> [Given instruction] Copy out the rows below word for word, starting with the line that contains "Task: annotate every instance of the sunflower" and ending with the line that contains "Query: white bucket handle", including both of those lines.

══ Data rows ══

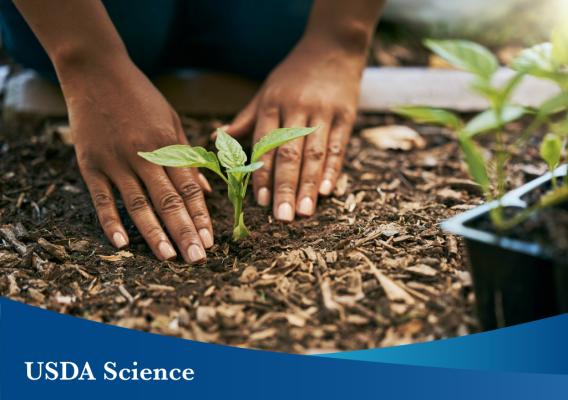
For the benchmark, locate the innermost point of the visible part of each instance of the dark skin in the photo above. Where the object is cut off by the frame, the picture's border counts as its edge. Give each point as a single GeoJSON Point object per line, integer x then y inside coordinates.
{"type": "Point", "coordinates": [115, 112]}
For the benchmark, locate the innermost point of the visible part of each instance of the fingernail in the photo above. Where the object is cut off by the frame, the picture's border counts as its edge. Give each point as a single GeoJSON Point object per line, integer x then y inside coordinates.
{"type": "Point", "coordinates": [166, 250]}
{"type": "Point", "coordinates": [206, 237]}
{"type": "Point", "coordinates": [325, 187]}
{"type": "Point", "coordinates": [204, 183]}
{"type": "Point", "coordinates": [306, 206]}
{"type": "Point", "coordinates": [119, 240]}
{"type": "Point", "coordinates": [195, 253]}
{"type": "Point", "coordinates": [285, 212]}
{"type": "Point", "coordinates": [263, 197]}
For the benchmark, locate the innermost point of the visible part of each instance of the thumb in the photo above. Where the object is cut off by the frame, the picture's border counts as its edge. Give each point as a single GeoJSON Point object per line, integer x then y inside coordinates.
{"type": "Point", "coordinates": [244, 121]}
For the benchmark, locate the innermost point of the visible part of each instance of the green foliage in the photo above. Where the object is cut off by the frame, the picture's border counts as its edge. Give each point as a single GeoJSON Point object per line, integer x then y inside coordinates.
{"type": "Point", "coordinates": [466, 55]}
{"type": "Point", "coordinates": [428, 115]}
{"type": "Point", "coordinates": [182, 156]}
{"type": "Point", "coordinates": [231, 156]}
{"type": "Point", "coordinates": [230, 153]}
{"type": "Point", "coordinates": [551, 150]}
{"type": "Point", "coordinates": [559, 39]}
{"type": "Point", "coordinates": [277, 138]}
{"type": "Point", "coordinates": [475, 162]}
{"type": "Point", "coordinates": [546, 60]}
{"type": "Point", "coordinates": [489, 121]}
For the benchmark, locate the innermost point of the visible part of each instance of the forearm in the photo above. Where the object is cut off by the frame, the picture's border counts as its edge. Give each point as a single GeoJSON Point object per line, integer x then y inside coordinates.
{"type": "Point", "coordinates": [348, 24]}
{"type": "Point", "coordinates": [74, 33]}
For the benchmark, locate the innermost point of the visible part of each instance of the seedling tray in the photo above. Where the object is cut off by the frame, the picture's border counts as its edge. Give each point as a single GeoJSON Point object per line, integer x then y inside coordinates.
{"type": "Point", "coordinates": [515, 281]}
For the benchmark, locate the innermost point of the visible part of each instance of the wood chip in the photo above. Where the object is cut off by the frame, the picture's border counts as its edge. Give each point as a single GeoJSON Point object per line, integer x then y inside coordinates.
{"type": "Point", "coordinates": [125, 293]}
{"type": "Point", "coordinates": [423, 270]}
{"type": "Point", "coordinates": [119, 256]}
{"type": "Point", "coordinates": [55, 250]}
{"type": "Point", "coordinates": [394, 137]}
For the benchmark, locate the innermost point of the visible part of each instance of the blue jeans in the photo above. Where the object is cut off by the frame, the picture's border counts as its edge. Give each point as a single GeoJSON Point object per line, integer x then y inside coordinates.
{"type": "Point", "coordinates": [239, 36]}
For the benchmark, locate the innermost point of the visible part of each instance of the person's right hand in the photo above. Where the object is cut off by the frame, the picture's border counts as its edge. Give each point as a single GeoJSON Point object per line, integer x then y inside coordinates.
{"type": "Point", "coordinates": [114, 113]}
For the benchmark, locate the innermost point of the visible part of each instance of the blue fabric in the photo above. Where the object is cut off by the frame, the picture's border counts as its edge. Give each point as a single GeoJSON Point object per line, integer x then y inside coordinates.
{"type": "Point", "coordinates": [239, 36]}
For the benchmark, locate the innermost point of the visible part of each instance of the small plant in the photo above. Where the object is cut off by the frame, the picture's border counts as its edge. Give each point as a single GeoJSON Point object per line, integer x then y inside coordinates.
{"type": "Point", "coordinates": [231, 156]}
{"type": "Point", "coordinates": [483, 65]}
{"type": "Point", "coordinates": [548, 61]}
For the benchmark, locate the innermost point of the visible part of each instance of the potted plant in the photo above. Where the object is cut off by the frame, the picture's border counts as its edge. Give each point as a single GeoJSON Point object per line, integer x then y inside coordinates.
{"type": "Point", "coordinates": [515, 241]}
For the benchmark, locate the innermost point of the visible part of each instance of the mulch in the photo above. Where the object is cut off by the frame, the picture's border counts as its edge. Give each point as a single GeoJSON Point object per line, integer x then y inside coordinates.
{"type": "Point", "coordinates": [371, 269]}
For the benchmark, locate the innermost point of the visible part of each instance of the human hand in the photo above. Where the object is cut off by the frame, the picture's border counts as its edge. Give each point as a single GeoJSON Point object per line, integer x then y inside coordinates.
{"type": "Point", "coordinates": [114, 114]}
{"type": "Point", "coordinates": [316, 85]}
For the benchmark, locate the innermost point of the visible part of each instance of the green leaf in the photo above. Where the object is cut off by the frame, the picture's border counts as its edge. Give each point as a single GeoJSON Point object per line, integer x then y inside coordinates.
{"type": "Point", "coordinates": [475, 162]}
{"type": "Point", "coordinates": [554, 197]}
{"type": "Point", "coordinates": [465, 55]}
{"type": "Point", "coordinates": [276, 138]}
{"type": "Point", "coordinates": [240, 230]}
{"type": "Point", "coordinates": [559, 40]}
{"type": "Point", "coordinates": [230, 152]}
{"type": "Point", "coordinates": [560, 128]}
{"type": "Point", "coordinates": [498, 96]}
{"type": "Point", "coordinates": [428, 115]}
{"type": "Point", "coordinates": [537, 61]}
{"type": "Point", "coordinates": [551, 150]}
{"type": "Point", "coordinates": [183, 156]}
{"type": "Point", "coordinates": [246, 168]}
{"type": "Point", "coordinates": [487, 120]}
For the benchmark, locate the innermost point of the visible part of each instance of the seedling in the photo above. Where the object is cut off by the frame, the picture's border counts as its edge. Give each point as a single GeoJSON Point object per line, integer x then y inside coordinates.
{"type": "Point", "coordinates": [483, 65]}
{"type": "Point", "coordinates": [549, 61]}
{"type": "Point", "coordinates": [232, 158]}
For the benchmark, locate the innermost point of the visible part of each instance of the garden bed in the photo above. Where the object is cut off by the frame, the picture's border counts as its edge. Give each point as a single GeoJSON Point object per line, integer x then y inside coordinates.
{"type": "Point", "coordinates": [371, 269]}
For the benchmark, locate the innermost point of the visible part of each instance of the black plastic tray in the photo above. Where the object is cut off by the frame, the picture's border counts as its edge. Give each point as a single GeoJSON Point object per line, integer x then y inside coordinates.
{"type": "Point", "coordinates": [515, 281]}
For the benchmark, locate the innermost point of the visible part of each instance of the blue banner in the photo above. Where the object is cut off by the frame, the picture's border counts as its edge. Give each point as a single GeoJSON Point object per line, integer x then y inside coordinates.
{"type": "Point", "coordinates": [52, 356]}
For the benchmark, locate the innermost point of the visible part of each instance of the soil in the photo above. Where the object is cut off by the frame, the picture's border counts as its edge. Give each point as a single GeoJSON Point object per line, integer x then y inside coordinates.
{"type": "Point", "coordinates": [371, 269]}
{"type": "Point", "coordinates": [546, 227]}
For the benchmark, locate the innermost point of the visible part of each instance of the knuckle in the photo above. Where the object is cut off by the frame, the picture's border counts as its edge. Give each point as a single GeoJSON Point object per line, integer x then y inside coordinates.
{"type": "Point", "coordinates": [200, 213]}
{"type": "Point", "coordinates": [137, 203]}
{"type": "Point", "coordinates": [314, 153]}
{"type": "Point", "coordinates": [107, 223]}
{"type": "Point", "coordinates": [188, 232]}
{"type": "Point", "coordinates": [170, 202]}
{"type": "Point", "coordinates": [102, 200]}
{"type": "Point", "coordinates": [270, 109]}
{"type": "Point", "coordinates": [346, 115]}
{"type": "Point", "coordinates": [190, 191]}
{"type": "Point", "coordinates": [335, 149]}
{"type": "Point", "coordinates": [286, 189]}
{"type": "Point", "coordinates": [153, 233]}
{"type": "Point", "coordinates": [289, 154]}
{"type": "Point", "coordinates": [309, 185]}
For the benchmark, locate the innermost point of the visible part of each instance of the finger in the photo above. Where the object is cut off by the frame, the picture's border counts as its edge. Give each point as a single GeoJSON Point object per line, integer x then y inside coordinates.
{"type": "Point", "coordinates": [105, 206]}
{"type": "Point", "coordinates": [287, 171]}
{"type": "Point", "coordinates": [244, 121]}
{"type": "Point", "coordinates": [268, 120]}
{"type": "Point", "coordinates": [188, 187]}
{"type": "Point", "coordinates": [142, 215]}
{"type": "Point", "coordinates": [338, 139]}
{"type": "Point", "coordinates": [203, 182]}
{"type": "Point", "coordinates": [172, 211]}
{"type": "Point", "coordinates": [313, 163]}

═══
══ Data rows ══

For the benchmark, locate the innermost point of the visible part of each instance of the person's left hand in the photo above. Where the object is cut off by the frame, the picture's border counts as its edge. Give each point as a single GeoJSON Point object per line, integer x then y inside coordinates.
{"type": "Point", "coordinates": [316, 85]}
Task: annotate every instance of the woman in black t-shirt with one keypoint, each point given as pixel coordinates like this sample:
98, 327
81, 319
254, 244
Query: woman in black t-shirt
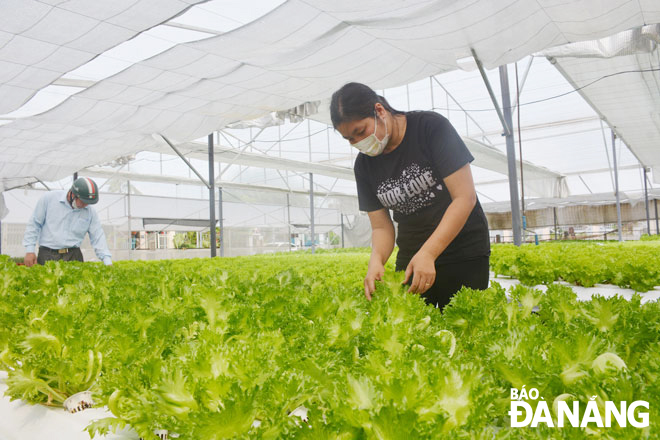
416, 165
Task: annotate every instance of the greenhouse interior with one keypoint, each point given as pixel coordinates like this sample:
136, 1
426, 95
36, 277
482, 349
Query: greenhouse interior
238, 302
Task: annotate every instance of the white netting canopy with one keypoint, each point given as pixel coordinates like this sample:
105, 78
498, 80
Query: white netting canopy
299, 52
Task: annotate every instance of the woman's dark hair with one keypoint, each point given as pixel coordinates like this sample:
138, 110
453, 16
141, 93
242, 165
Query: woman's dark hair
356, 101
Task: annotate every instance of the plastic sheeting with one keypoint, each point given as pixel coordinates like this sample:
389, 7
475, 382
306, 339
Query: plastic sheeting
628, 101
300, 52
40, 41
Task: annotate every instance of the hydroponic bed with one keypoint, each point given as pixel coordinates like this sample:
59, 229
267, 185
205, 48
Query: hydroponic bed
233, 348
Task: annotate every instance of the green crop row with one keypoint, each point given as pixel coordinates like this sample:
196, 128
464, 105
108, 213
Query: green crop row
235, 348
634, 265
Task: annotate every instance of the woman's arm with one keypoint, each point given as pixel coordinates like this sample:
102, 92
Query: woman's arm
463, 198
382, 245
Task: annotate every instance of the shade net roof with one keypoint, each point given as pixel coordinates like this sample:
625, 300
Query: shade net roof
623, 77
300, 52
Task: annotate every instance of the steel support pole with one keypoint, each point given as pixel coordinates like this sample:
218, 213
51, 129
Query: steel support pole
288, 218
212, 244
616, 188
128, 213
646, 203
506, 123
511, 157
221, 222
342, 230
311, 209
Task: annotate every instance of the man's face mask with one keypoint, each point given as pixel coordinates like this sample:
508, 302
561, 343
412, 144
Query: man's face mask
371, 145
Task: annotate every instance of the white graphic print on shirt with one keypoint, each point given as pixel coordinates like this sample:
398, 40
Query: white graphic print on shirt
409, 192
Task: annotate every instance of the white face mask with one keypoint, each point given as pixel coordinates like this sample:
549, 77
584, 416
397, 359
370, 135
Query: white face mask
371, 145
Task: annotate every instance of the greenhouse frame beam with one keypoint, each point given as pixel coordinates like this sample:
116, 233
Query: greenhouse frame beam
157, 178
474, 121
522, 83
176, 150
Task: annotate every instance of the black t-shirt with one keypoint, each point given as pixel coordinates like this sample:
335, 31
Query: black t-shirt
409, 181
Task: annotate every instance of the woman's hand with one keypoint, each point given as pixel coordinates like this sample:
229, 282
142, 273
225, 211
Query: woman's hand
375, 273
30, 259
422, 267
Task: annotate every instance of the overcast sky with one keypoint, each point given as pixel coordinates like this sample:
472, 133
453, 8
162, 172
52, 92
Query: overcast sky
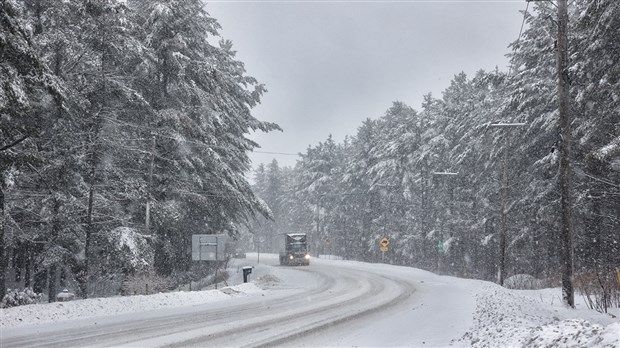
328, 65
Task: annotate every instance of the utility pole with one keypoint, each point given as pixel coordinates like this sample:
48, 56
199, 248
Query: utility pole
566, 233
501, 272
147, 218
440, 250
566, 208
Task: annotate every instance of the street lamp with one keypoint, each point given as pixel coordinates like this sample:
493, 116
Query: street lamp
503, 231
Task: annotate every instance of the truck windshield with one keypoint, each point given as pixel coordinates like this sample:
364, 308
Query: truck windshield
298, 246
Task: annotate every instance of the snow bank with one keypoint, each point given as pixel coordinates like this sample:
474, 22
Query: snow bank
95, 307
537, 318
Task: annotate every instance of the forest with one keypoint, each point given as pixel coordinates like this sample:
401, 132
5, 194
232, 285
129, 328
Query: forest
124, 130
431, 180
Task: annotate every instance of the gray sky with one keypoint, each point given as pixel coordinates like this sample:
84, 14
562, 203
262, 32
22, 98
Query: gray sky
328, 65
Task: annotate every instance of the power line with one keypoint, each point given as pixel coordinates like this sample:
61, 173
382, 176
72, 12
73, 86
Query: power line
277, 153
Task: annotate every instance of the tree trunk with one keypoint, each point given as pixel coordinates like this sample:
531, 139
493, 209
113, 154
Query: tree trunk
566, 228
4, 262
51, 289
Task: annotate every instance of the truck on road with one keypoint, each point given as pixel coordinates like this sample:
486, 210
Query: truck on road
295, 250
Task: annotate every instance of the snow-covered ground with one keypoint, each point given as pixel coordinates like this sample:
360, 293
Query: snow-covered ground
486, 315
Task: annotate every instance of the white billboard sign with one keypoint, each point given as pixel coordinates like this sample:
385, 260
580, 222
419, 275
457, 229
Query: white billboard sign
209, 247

═══
══ Data rows ══

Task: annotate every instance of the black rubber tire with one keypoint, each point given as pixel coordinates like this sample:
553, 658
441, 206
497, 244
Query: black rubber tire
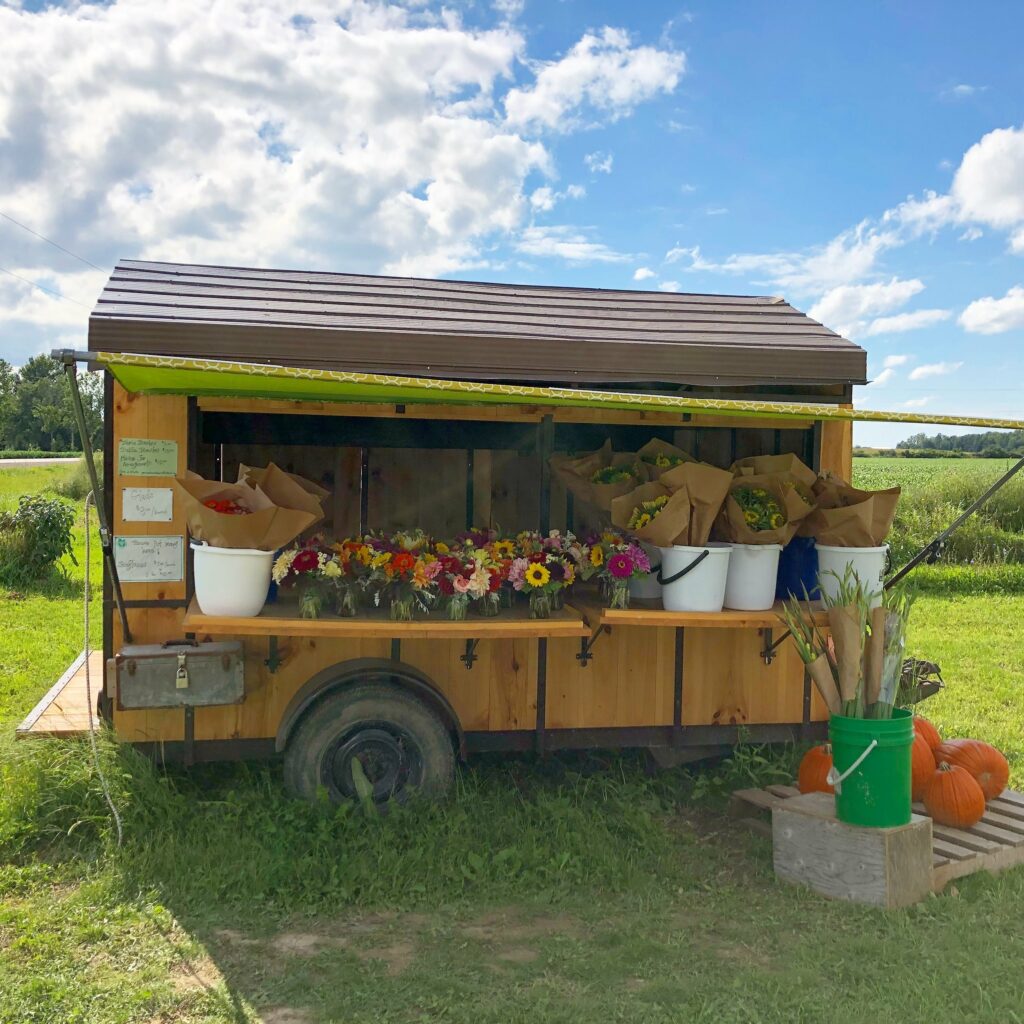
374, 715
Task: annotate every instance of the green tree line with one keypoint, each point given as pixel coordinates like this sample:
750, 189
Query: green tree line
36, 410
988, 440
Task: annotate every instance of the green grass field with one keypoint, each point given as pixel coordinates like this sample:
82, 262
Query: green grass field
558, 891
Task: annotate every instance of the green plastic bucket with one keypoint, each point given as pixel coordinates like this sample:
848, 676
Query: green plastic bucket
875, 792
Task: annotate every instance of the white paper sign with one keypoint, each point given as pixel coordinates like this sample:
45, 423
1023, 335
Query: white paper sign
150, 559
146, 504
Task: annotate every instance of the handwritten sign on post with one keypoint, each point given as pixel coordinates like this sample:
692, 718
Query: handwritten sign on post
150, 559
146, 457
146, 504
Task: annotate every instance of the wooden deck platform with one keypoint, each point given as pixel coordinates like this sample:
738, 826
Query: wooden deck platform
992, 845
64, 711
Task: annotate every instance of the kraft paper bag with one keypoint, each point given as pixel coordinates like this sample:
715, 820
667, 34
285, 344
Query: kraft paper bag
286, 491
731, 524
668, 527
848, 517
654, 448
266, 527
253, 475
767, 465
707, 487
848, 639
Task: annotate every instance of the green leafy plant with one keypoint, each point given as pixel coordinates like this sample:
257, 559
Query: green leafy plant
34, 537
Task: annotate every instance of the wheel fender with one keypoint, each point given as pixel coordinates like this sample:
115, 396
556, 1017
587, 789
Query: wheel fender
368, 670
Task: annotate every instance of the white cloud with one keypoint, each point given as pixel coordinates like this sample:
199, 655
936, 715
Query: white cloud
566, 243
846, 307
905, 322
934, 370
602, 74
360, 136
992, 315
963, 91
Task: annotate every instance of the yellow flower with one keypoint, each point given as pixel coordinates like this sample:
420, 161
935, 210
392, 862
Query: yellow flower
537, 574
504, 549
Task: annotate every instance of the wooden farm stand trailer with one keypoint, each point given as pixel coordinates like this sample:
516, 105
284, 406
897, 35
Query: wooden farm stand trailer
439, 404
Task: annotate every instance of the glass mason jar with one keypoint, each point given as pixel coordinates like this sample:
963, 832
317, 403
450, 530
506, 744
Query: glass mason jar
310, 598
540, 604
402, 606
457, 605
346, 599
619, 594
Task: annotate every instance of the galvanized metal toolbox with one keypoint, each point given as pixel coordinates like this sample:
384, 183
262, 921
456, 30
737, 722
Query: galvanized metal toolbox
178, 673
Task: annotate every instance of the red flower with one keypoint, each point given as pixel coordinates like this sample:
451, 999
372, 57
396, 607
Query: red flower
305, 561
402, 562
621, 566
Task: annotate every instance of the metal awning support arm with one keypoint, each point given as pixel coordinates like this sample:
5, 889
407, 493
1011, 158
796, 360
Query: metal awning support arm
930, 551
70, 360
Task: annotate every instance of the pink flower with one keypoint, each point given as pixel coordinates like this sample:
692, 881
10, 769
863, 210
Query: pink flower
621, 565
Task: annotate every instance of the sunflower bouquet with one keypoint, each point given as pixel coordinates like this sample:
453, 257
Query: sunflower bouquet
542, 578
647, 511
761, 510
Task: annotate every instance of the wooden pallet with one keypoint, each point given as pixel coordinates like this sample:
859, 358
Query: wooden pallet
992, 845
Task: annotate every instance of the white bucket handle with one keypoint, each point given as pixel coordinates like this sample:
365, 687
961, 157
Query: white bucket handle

═══

> [Reply to the task]
Task: annotate every instance of the sunflower bouquet with one keypoint, each point given as pixel coordinates like this sample:
453, 257
Query: sunflower bouquet
542, 578
647, 511
761, 510
Task: annotate every instance of the wooden pallet with one keypoint, each point given as pixel coordinates like this sample:
859, 358
Query: wooden pallet
992, 845
Task: annotate every instance of the white bucket handle with one keypoint, each point given as pixel coordinates like this sample:
365, 687
961, 157
Query: white bucket handle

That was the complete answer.